▶ PAGE

--- START ---

Location
- Towns of Brookhaven, Islip, and Smithtown, Suffolk County, New York United States

District information
- Type: Public
- Motto: We Are Sachem!
- Grades: K-12
- Established: 1955
- Superintendent: Patricia Trombetta
- Schools: 16

Students and staff
- District mascot: Flaming Arrows

Other information
- District Offices: 51 School Street Lake Ronkonkoma, NY 11779
- Website: www.sachem.edu

= Sachem School District =

School district in the U.S. state of New York

The Sachem Central School District is the second largest school district by population on Long Island and among the biggest suburban school districts in New York, United States. Founded in 1955, the district now encompasses residents of the census-designated places of Holbrook, Holtsville and Farmingville, as well as some parts of the Incorporated Village of Lake Grove and the CDPs of Lake Ronkonkoma, Ronkonkoma, Coram, Medford, Selden, Centereach, Bohemia, Sayville, and Bayport in Suffolk County.

==Enrollment==
As of 2015, the Sachem School District has nearly 15,000 students enrolled annually.

==School colors==
Sachem School District's colors are red, black and gold. Though each school uses the same fight song which starts out with "Here's to Red, Black, and Gold...", since the split in 2004, Sachem High School North has used black and gold while Sachem High School East uses red and gold as its principal colors. Both schools proudly kept the Sachem team name "Sachem Flaming Arrows".

--- END ---

▶ OBJECTIVE A
Reproduce the records from the line containing "Outline every instance of the **small" up to and including the final line of the records.

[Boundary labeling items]
--- START ---

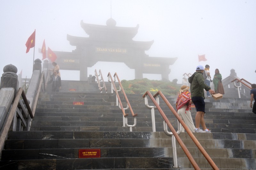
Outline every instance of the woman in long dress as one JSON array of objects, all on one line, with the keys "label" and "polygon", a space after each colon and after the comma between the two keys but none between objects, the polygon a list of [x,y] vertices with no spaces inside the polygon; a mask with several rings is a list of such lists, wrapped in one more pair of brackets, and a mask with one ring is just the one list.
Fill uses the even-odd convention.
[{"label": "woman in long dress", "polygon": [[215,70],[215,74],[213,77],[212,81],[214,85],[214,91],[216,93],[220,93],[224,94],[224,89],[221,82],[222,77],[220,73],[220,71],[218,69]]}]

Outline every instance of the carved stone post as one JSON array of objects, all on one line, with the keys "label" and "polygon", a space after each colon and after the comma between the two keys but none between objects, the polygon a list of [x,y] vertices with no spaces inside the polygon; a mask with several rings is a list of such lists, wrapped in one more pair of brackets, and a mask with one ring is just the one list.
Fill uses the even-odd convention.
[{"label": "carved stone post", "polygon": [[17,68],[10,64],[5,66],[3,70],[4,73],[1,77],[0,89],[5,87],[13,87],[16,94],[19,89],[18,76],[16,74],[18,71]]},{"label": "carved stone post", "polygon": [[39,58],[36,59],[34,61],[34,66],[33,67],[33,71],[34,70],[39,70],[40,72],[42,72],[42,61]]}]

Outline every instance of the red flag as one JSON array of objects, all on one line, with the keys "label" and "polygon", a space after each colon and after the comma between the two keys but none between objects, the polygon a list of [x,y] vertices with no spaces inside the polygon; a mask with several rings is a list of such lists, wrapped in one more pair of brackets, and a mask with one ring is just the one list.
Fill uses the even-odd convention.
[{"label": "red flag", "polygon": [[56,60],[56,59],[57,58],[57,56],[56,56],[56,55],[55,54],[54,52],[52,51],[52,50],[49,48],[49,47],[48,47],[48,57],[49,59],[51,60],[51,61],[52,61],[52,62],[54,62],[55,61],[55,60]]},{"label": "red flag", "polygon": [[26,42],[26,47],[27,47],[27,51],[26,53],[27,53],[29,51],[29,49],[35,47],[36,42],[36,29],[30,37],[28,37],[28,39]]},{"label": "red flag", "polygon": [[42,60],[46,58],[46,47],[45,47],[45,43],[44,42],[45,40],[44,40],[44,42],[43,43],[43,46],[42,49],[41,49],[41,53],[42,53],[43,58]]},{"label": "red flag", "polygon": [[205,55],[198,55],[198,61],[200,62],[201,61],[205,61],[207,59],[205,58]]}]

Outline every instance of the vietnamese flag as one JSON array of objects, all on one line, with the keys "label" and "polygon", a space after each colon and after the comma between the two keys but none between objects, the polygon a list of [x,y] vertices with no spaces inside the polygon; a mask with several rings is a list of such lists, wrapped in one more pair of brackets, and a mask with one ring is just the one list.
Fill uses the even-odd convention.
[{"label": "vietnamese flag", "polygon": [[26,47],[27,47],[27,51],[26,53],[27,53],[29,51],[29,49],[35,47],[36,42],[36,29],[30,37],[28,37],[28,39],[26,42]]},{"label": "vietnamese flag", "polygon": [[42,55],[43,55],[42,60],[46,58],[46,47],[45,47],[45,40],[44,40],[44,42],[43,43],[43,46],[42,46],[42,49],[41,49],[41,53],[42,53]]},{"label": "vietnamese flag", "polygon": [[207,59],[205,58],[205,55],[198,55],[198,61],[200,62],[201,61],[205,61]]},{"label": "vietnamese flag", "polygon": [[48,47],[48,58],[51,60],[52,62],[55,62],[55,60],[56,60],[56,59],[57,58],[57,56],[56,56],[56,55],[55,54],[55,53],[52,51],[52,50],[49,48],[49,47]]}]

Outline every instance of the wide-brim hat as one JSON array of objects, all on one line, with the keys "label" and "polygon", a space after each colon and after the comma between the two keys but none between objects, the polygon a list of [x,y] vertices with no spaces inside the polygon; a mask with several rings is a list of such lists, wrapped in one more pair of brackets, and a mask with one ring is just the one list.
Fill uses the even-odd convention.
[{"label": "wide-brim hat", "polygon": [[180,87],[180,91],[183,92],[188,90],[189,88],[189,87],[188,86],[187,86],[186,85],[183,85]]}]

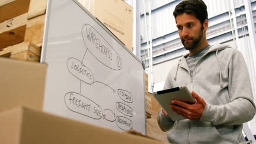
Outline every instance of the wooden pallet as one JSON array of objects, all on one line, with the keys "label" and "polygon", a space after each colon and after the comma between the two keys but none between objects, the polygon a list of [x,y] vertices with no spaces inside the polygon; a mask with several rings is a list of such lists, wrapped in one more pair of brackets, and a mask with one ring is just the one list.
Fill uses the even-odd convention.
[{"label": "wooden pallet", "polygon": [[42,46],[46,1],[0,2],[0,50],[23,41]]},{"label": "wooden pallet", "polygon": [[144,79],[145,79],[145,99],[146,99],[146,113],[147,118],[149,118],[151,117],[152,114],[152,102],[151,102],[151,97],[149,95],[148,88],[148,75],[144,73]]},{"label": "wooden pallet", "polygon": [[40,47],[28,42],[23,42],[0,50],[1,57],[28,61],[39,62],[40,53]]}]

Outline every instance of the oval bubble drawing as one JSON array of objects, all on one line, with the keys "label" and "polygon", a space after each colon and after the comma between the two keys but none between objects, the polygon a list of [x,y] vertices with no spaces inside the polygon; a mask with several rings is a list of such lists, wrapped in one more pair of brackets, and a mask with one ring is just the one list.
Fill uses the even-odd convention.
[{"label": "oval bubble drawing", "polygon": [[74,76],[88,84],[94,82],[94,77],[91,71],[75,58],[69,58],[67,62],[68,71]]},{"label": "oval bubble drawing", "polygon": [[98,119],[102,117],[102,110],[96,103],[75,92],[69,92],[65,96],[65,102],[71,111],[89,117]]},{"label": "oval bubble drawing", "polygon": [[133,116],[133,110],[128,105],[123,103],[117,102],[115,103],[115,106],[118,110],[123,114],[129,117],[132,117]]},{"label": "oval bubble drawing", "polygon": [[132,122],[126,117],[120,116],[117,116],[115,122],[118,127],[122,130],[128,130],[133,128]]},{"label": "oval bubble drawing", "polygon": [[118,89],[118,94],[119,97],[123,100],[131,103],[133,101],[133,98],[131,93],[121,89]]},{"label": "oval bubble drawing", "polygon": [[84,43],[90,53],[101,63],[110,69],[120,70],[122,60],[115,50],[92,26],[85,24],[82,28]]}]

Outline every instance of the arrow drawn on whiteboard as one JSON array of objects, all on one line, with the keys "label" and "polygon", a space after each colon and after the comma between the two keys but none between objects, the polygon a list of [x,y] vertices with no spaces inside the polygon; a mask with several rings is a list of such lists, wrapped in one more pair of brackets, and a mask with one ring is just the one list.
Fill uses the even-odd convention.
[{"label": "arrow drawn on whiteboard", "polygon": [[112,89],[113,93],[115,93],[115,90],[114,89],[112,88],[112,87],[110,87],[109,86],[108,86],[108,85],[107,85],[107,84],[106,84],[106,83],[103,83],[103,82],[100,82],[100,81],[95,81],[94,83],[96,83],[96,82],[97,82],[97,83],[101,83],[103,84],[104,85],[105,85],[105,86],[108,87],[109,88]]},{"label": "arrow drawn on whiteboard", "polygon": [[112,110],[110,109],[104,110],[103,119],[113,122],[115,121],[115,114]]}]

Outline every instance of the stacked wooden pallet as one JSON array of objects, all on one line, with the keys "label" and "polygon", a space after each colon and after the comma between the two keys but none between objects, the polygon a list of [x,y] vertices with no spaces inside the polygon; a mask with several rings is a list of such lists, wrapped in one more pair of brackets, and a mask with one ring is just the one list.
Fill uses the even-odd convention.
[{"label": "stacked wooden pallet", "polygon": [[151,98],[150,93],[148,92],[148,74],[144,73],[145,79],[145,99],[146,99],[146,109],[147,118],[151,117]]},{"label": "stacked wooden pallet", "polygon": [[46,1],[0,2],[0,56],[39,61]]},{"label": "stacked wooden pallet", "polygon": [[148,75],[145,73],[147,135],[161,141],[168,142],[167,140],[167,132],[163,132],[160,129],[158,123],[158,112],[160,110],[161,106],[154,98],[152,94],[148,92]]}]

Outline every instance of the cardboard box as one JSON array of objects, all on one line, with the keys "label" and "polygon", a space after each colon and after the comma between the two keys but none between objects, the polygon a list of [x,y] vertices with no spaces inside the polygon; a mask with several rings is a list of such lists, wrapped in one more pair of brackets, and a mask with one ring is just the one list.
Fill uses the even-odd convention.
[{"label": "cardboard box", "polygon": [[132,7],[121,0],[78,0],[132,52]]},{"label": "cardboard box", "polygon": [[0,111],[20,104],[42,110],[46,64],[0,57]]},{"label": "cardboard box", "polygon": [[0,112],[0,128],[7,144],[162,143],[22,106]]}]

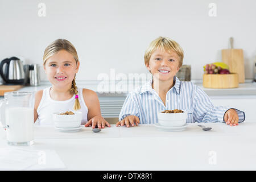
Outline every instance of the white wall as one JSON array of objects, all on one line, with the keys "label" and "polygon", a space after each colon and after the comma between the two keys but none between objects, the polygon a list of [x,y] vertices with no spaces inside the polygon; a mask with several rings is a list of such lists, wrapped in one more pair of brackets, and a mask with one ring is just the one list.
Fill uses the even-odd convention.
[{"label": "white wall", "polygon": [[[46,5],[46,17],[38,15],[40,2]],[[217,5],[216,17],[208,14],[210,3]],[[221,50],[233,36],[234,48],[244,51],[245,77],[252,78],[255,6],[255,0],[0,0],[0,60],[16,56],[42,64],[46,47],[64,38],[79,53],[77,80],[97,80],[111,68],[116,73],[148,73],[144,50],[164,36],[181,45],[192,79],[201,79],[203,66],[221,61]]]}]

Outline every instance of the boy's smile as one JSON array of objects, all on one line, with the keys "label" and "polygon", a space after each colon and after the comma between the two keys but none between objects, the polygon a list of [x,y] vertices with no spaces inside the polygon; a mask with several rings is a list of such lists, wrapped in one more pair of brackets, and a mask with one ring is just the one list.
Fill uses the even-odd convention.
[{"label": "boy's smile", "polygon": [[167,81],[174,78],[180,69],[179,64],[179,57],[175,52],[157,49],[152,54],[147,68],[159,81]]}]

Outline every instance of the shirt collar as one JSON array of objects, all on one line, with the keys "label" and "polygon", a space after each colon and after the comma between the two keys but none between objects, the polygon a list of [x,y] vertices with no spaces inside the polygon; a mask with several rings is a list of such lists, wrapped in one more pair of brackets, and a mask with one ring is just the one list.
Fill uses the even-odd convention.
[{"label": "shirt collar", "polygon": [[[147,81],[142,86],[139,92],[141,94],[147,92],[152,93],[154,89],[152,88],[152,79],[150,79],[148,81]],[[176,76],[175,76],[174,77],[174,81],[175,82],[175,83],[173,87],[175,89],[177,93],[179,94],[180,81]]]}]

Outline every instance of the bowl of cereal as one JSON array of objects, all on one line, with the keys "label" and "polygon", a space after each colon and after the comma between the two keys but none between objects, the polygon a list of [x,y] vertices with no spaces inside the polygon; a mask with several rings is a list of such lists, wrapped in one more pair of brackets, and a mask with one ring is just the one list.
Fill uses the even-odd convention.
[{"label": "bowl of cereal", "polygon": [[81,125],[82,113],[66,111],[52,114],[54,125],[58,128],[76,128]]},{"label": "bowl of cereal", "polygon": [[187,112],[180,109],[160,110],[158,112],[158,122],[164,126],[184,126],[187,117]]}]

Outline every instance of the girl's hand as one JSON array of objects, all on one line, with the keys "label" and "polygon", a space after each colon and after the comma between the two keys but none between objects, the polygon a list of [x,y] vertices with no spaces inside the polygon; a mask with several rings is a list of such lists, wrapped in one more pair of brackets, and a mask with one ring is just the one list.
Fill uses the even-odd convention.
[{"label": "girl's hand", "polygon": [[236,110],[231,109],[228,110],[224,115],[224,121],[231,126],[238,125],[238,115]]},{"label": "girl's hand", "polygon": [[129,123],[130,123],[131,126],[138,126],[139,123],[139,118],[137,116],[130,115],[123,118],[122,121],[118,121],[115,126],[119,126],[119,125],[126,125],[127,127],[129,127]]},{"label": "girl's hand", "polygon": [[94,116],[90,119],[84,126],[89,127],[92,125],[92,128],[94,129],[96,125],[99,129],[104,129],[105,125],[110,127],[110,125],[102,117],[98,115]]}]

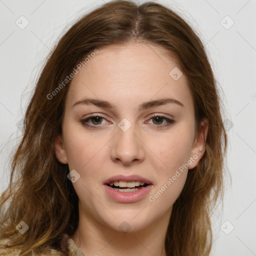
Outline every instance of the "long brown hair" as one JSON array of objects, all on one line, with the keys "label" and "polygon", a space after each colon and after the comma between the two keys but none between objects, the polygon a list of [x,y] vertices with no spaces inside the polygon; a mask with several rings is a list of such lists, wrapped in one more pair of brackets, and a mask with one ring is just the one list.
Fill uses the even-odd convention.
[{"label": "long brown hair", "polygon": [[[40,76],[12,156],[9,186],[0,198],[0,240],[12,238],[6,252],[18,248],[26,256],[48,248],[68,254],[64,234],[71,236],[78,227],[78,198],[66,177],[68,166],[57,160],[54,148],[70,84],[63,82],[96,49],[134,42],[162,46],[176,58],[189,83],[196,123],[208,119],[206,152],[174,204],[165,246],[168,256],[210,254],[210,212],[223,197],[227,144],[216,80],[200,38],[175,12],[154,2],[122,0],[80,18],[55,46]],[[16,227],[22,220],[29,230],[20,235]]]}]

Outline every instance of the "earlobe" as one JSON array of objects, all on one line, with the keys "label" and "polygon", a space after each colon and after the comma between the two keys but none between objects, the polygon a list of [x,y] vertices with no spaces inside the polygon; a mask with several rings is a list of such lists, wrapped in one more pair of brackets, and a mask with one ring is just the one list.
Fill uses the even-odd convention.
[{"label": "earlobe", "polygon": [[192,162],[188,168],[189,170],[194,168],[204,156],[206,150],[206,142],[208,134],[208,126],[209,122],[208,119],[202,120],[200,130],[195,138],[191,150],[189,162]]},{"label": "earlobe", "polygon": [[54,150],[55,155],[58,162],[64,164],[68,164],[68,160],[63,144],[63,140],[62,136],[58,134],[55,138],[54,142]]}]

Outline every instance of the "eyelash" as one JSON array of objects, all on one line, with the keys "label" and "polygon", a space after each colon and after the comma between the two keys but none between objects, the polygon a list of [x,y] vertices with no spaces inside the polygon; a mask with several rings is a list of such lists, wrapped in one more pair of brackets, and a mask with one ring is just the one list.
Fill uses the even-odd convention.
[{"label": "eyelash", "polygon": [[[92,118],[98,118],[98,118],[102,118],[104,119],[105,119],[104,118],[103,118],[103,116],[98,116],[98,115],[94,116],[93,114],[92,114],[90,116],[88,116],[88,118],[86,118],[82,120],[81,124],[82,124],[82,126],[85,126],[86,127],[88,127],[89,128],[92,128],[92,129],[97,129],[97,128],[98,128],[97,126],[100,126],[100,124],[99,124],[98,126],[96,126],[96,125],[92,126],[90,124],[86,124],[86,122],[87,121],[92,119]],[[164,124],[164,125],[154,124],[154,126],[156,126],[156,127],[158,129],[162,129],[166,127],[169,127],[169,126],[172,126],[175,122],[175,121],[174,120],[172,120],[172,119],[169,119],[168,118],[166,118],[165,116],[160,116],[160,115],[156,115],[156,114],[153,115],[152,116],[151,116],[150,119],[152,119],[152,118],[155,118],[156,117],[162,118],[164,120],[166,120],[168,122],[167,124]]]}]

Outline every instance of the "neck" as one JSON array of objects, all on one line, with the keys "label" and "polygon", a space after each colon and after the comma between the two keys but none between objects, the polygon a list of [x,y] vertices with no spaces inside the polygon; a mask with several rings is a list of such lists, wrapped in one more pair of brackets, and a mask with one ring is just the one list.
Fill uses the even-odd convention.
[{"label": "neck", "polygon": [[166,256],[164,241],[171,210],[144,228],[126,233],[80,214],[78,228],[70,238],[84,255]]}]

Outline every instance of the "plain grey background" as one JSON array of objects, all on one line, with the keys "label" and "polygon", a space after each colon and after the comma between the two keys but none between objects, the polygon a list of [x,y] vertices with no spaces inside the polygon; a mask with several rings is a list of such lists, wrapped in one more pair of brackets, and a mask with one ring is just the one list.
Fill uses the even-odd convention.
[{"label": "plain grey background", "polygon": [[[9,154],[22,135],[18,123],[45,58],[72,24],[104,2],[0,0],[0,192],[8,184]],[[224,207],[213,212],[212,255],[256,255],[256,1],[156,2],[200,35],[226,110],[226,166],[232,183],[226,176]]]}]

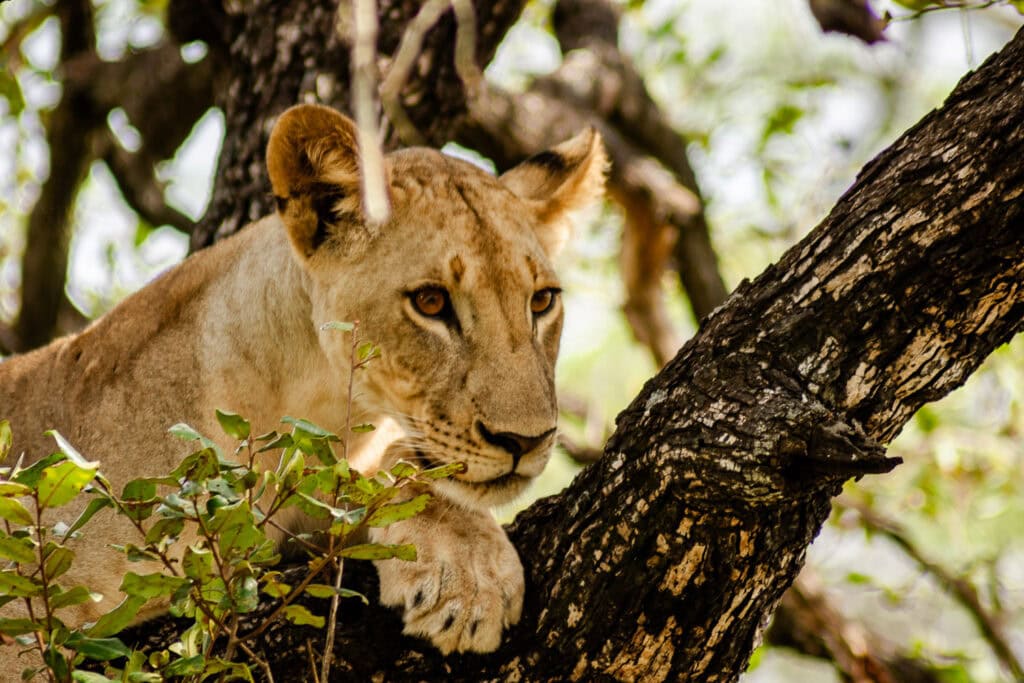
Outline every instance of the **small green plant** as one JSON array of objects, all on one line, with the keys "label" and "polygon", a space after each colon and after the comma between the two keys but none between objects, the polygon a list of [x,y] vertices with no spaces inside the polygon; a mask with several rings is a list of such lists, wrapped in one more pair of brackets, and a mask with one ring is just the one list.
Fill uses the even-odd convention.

--- END ---

▶ OBJECTIVE B
Rewrite the passage of the school district text from "Students and staff" up to and including "in Suffolk County.", substituting "metropolitan" for "suburban".

▶ WORKED SOLUTION A
Outline every instance of the **small green plant** as one JSON array of objects, all on one line, with the keys "label" and "polygon", a space after each colon and after the comma between the two keys but none between objects, the polygon a list of [x,y] vertices with no spaces inside the polygon; a mask with several rings is a list of such lists, wrapped in one more pair of brackets, and a mask with one ring is just the one list.
Fill uses the even-odd convention.

▶ WORKED SOLUTION B
Students and staff
- District mascot: Flaming Arrows

Other information
- District Offices: 51 School Street Lake Ronkonkoma, NY 11779
- Website: www.sachem.edu

= Sachem School District =

School district in the U.S. state of New York

The Sachem Central School District is the second largest school district by population on Long Island and among the biggest metropolitan school districts in New York, United States. Founded in 1955, the district now encompasses residents of the census-designated places of Holbrook, Holtsville and Farmingville, as well as some parts of the Incorporated Village of Lake Grove and the CDPs of Lake Ronkonkoma, Ronkonkoma, Coram, Medford, Selden, Centereach, Bohemia, Sayville, and Bayport in Suffolk County.